Batch indexing & Tranquility

Hey everybody,

My Java application needs to send historic data to a remote Druid cluster for indexing. I need a solution without Hadoop.

  1. Can I use Tranquility for this? The Tranquilizer API looks very appealing but from some older posts it seems that Tranquility does not (yet?) support batch ingestion: it does real-time ingestion and hence will drop events outside its window. Is this info still correct?
  2. If Tranquility doesn’t work, the next best API according to the documentation seems to be the Index Task API. Since my application and Druid are not on the same file system, I am thinking of using the EventReceiverFirehose endpoint (/druid/worker/v1/chat//push-events/). Some questions:
  3. Can I make multiple calls to /druid/worker/v1/chat//push-events/? (Looking at DruidBeam.scala, it seems so.)
  4. Does a call to /druid/worker/v1/chat//push-events/ block until the events are processed?
  5. If such a call doesn’t block, how can I back pressure (= make sure I don’t overflow Druid with requests)?

EXERCISE TASKS:
- A) In the forum post on Druid batch indexing, what does the poster say Tranquility will do with events outside its window?
- B) Pick up the forum post on Druid batch indexing after its last sentence and continue writing it.
The data that comes next has no role in this work.

GIVEN MATERIAL:

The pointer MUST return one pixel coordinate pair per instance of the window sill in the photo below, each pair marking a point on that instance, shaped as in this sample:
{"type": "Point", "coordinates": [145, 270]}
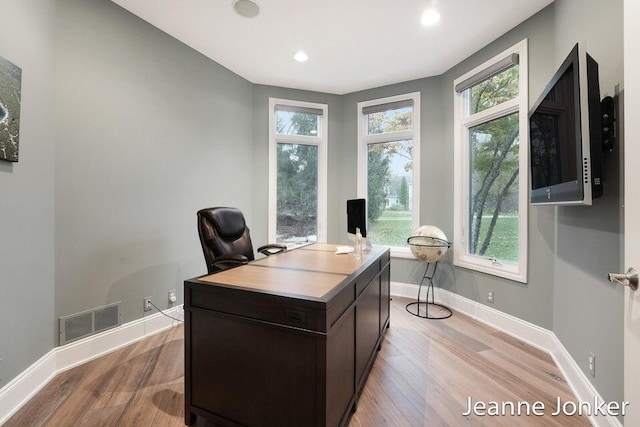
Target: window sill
{"type": "Point", "coordinates": [494, 268]}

EXPECTED RESPONSES:
- A) It will drop them.

- B)
    Thanks a lot for any feedback!

Kaspar

Hey Kaspar,

Yes, Tranquillity still does drop events outside the realtime window – it’s really designed for ingestion of realtime events.

If you’re willing to use Kafka, the easiest thing is probably using the Kafka indexing service. It is designed to offer ingestion of both realtime and historical data streams, in an exactly once manner. We have a tutorial here: https://imply.io/docs/latest/tutorial-kafka-indexing-service.html. Note that it is experimental at this time, but if it fits your needs I encourage you to give it a shot and let us know if it works for you!